= TEXTO MOSTRADO =
La rabia y la idea
Suele decirse que el XX ha sido el siglo más corto, dado que habría empezado con la Gran Guerra y terminaría, a juicio de muchos historiadores, con la caída del muro de Berlín, pero en España su inicio puede datarse bastantes años antes, coincidiendo con la crisis del 98, la conciencia del Desastre y el abanico de propuestas vinculadas al programa regeneracionista. Pese a la neutralidad, sin embargo, la Primera Guerra Mundial tuvo una incidencia no menor en la sociedad española, como elemento catalizador de la joven generación —aunque imprecisa, la categoría orteguiana sigue siendo útil— que salió entonces a la palestra para retomar, con renovados bríos, los deseos de cambio que ya habían preconizado sus inmediatos predecesores los noventayochistas o hermes del Novecientos, como los calificara Cansinos Assens.

= CONSIGNA =
Transcribe literalmente el fragmento del texto sobre el siglo XX en España que comienza con "La rabia y la" y sigue hasta "calificara Cansinos Assens.".

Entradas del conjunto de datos
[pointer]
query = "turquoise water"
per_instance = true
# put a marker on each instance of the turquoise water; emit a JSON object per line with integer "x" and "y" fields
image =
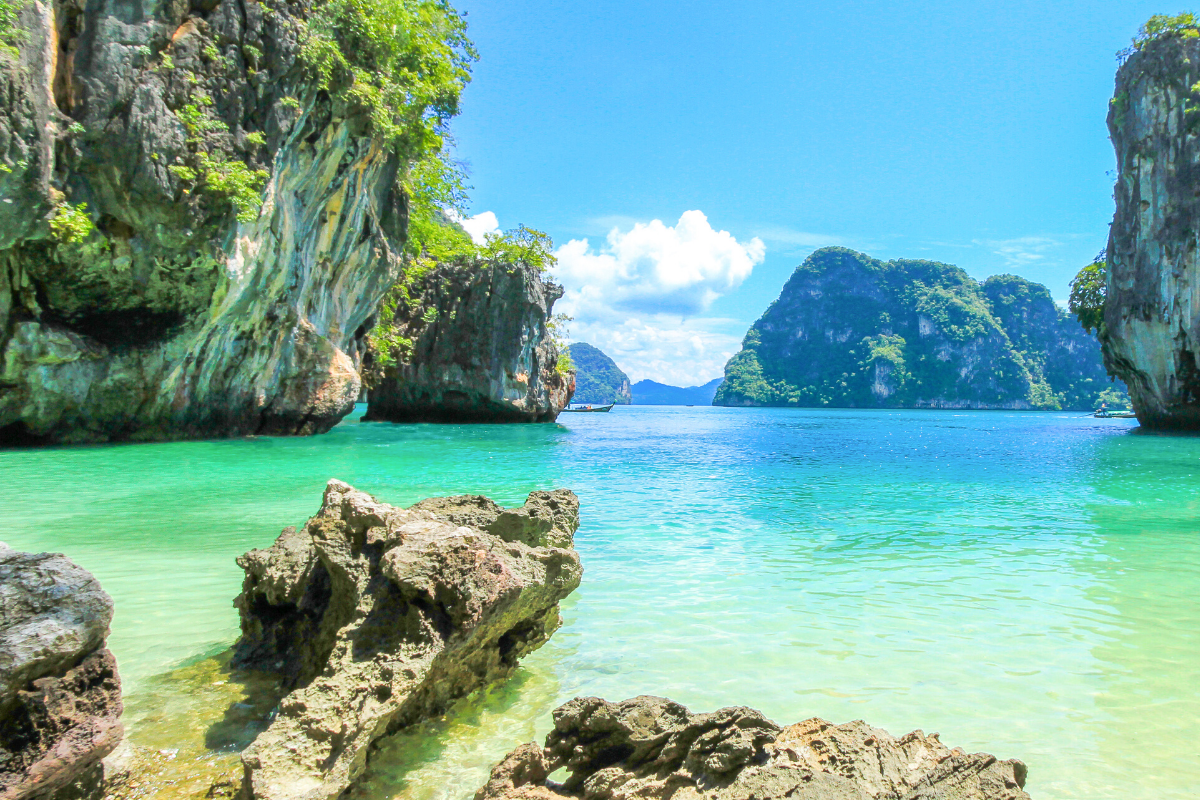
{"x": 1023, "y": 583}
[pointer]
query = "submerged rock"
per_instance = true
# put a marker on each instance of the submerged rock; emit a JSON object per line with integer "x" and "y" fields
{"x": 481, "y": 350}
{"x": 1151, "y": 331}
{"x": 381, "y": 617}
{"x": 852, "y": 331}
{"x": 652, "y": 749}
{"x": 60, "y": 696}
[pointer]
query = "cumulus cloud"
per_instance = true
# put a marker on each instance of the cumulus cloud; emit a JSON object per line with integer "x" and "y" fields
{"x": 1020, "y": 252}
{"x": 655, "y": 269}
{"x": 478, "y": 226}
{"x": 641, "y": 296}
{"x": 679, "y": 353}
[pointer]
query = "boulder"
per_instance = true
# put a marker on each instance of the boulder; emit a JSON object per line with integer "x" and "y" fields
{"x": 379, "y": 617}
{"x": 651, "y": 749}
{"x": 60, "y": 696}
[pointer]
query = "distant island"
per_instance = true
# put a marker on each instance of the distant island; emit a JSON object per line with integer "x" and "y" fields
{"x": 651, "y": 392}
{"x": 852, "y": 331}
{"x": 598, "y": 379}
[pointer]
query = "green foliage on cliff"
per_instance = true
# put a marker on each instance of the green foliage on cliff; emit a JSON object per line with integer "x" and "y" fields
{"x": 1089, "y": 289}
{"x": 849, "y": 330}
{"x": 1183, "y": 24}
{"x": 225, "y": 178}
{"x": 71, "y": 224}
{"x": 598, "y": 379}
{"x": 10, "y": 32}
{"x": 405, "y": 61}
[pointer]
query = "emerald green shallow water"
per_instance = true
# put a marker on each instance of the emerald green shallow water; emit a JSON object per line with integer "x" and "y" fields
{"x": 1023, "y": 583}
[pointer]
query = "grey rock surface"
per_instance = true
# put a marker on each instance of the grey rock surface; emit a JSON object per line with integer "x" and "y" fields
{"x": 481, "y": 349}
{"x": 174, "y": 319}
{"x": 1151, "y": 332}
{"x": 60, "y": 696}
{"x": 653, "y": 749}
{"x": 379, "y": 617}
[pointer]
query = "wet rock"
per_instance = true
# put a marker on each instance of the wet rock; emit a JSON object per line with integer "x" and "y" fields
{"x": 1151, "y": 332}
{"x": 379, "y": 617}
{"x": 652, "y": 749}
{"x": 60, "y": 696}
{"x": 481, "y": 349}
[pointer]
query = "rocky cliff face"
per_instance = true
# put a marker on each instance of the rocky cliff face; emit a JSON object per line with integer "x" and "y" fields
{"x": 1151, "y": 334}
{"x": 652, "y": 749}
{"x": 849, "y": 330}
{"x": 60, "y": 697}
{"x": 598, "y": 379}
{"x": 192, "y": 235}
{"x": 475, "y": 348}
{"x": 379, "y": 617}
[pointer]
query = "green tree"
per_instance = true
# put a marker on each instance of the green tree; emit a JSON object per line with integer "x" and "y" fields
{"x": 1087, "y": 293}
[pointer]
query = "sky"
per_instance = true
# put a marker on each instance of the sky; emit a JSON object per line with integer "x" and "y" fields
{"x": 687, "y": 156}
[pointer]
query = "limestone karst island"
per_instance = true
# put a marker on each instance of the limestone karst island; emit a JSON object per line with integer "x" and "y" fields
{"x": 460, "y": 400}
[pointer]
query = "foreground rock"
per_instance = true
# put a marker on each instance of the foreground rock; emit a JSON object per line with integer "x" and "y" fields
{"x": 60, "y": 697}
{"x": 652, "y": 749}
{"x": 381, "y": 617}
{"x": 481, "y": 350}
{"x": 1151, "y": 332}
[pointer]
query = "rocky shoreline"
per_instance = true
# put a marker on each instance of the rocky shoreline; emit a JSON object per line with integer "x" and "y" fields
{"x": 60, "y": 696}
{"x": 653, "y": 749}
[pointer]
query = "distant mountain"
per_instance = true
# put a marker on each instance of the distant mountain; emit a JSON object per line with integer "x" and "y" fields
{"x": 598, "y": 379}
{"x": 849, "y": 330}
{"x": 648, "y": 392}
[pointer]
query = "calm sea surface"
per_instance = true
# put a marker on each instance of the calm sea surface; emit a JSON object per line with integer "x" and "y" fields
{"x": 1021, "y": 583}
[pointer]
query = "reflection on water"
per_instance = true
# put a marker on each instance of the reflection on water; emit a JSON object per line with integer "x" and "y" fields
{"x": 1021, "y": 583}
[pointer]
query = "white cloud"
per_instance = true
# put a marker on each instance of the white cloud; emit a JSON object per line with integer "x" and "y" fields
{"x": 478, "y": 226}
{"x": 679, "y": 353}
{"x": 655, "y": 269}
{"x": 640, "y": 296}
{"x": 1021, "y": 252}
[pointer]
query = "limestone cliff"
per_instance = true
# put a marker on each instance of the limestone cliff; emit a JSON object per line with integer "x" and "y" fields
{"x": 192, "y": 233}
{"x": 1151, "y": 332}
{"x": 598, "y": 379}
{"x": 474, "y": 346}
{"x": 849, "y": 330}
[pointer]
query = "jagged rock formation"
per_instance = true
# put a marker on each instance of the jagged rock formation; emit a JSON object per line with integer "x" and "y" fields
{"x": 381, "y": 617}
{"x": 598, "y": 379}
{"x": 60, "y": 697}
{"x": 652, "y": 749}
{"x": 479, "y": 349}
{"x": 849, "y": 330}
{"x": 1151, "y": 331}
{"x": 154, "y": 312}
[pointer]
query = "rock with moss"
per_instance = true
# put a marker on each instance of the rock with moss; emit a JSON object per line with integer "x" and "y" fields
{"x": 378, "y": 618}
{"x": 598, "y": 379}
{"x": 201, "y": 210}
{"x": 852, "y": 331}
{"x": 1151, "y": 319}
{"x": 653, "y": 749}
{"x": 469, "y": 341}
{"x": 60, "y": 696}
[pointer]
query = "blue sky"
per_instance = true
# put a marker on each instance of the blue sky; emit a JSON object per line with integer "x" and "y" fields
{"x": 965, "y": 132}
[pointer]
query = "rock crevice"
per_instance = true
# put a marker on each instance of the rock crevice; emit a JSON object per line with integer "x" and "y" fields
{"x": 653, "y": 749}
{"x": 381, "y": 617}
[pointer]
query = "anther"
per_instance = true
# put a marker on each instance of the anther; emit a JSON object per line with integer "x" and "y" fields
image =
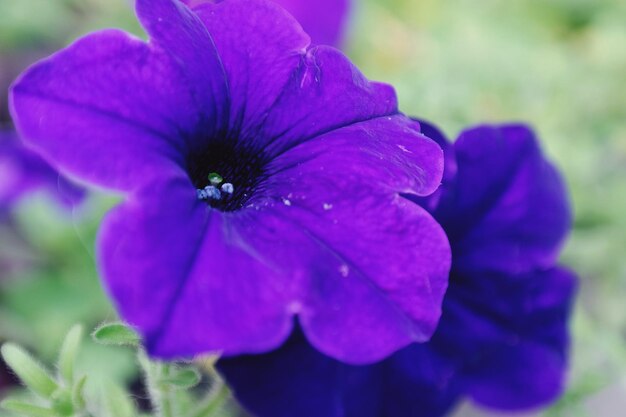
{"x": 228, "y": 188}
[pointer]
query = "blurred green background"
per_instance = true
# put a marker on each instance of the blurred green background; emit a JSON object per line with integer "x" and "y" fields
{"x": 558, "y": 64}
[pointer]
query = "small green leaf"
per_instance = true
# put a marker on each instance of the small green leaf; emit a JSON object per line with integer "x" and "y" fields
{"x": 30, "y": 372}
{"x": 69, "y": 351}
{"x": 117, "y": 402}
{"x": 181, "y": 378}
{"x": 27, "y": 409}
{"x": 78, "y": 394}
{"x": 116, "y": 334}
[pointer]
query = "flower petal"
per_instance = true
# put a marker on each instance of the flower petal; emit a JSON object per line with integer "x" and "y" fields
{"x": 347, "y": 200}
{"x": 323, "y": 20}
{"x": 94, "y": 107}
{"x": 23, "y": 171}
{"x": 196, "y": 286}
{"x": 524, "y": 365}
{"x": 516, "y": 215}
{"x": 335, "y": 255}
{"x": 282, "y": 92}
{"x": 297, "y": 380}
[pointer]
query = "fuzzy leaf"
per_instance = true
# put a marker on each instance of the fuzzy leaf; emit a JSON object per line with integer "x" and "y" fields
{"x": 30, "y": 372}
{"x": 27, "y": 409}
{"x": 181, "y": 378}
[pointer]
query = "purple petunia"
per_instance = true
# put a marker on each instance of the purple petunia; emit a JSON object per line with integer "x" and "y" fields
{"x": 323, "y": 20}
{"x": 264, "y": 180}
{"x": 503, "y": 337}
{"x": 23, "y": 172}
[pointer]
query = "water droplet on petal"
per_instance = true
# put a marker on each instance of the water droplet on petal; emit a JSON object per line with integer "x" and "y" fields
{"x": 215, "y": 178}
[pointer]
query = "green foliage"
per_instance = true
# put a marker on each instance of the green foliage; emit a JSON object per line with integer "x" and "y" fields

= RESPUESTA =
La rabia y la idea
Suele decirse que el XX ha sido el siglo más corto, dado que habría empezado con la Gran Guerra y terminaría, a juicio de muchos historiadores, con la caída del muro de Berlín, pero en España su inicio puede datarse bastantes años antes, coincidiendo con la crisis del 98, la conciencia del Desastre y el abanico de propuestas vinculadas al programa regeneracionista. Pese a la neutralidad, sin embargo, la Primera Guerra Mundial tuvo una incidencia no menor en la sociedad española, como elemento catalizador de la joven generación —aunque imprecisa, la categoría orteguiana sigue siendo útil— que salió entonces a la palestra para retomar, con renovados bríos, los deseos de cambio que ya habían preconizado sus inmediatos predecesores los noventayochistas o hermes del Novecientos, como los calificara Cansinos Assens.